* BEGIN PROVIDED TEXT *

# Solved: Hidden Remote Desktop Connection file found in "my documents" folder



## awa13 (Aug 1, 2006)

I just noticed that there is a new (hidden) file in "my documents" folder called "Default". It is a hidden folder and was not there 4 days ago.

When I check the properties on it it simply says that is is just a Remote Desktop Connection type and it was created August 24th, 2008.

My remote desktop and remote assistance features are _not_ active or loaded.

Is this file normal or not?

Thank you!


----------



## -Fabez- (Jul 28, 2008)

If you have used remote desktop connection it will create a default connection file for future use with all of the settings in. It is normal and you can either delete or keep it, its up to you.


----------



## awa13 (Aug 1, 2006)

Hi, and thanks for reading my post and for the fast response.

I have never used Windows Desktop Remote - however, I do use pcAnywhere often.

* END PROVIDED TEXT *
* BEGIN MATERIAL FOR THIS TASK *

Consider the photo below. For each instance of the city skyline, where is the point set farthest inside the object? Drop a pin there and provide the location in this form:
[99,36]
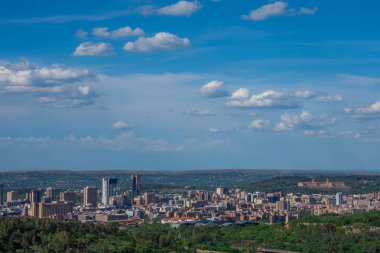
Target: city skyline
[178,85]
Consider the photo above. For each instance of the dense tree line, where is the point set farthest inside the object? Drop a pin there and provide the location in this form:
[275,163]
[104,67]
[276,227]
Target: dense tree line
[346,233]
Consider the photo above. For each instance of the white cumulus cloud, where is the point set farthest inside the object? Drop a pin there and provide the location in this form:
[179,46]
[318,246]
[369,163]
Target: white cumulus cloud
[213,89]
[278,8]
[159,42]
[93,49]
[260,125]
[267,99]
[181,8]
[241,93]
[103,32]
[120,125]
[52,85]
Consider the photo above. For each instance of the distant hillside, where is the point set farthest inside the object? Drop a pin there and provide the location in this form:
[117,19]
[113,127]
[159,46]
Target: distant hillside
[286,184]
[258,180]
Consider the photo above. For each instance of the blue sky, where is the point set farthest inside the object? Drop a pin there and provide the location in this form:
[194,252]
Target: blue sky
[168,85]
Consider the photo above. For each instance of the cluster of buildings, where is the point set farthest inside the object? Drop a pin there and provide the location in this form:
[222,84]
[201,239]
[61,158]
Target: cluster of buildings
[178,206]
[323,185]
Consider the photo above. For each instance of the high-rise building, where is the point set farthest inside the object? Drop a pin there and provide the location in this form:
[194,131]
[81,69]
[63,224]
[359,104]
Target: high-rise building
[109,190]
[51,193]
[1,194]
[90,196]
[148,198]
[68,196]
[339,199]
[12,196]
[57,209]
[36,196]
[136,185]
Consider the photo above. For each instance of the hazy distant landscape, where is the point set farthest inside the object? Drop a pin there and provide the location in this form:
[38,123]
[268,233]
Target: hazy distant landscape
[251,180]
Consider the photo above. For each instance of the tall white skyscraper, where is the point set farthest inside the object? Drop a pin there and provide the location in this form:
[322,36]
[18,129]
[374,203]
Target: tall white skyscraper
[109,190]
[339,199]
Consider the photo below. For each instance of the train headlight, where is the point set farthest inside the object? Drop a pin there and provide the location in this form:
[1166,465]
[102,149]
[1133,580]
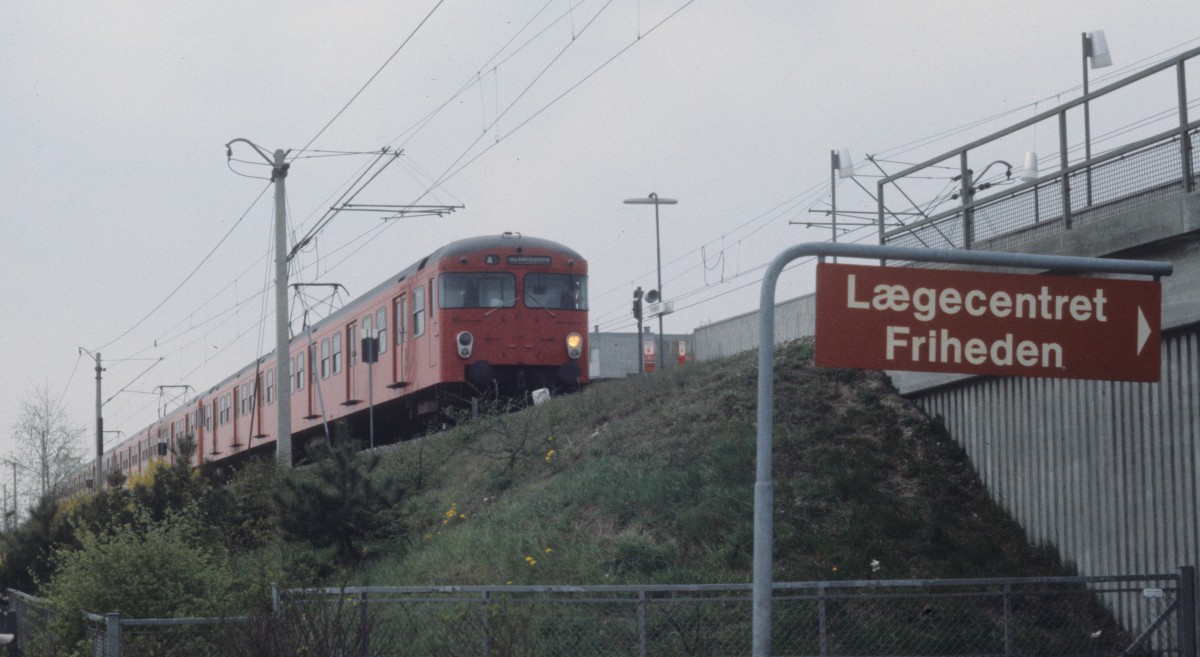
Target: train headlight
[466,343]
[574,345]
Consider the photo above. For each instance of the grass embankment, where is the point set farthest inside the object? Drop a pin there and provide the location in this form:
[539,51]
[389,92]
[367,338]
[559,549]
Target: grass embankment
[651,480]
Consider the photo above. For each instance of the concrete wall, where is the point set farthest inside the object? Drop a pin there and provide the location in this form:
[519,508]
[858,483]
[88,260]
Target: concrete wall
[793,319]
[616,355]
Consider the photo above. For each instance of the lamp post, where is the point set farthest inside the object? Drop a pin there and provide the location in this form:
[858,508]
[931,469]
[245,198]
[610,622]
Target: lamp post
[840,166]
[1096,49]
[653,199]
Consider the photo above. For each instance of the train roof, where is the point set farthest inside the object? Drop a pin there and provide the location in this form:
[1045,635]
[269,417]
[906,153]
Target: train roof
[459,247]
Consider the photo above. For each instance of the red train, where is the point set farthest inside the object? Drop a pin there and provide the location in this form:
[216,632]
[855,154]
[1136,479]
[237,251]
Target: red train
[483,315]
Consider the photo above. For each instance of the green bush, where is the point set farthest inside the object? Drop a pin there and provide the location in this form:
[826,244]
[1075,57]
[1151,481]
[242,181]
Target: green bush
[144,570]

* END MATERIAL FOR THIS TASK *

STATED PROBLEM 1: How many lines in the records above contain the word "rise"? Reply with the number alone.
STATED PROBLEM 2: Write the next part of the forum thread about the hidden Remote Desktop Connection file, starting right after its final sentence.

TASK RESPONSE 1: 2

TASK RESPONSE 2:
This would not have any relation or affect to my question, would it?

Also, I just want to be certain, especially since I mentioned I do not use the Windows XP desktop remote desktop or remote assistance - or ever have, that iit is completely safe and harmless to delete it? (just looking for that final reassurance, ya know?)

Thanks.


----------



## -Fabez- (Jul 28, 2008)

Maybe PcAnywhere is built upon remote desktop connection so the file would have been created. It is safe to delete it as it is a settings file for remote desktop conection and you dont use that.


----------



## awa13 (Aug 1, 2006)

Thank you.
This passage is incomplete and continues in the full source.